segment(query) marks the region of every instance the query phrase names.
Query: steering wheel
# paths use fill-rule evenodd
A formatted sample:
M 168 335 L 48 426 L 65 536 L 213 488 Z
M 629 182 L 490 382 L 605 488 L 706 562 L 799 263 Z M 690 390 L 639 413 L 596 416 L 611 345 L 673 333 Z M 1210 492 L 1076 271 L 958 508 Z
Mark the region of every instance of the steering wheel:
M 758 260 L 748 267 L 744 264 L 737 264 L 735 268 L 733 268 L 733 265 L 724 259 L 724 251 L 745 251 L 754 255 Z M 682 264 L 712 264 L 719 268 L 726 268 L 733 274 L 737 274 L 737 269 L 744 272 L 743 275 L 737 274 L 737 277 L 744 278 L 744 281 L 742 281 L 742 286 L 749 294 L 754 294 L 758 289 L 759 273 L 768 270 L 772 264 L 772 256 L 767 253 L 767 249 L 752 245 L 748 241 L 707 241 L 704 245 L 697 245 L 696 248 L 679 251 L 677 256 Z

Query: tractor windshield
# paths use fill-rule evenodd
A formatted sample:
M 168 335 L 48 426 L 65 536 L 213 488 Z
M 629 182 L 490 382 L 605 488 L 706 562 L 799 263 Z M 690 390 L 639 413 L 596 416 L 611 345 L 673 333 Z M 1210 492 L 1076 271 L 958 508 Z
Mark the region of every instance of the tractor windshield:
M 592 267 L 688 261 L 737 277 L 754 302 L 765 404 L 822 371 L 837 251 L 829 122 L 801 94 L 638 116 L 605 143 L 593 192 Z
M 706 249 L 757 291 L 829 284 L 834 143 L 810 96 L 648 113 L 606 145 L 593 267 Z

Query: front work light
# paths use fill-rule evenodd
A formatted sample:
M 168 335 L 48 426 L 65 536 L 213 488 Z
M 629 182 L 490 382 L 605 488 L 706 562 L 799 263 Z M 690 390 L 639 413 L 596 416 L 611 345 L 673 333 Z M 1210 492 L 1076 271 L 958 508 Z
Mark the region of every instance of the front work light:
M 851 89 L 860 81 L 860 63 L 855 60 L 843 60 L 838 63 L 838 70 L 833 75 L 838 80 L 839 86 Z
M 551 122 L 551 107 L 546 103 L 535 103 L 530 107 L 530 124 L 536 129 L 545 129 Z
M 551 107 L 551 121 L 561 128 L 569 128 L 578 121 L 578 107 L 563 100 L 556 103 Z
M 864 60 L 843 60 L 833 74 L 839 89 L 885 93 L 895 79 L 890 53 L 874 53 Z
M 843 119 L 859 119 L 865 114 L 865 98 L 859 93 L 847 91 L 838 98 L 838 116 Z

SHORT PROBLEM: Swap "region" for "area" in the rows running from the start through the line that contains "M 758 260 L", inclusive, and return only those lines with everything else unchanged.

RESULT OF THE TASK:
segment(query) marks the area of every instance the query phrase names.
Query: steering wheel
# paths use fill-rule evenodd
A formatted sample:
M 168 335 L 48 426 L 65 536 L 213 488 Z
M 629 182 L 490 382 L 605 488 L 706 562 L 799 263 Z M 690 390 L 639 413 L 596 416 L 611 345 L 673 333 Z M 1210 492 L 1076 271 L 958 508 Z
Mark the area of every instance of the steering wheel:
M 758 260 L 748 267 L 744 264 L 737 264 L 735 268 L 733 268 L 733 265 L 724 259 L 724 251 L 745 251 L 754 255 Z M 682 264 L 712 264 L 719 268 L 726 268 L 733 274 L 737 274 L 737 269 L 744 272 L 743 275 L 737 274 L 737 277 L 744 278 L 744 281 L 742 281 L 742 286 L 749 294 L 754 294 L 758 289 L 759 273 L 768 270 L 772 264 L 772 256 L 767 253 L 767 249 L 752 245 L 748 241 L 707 241 L 704 245 L 697 245 L 696 248 L 679 251 L 677 256 Z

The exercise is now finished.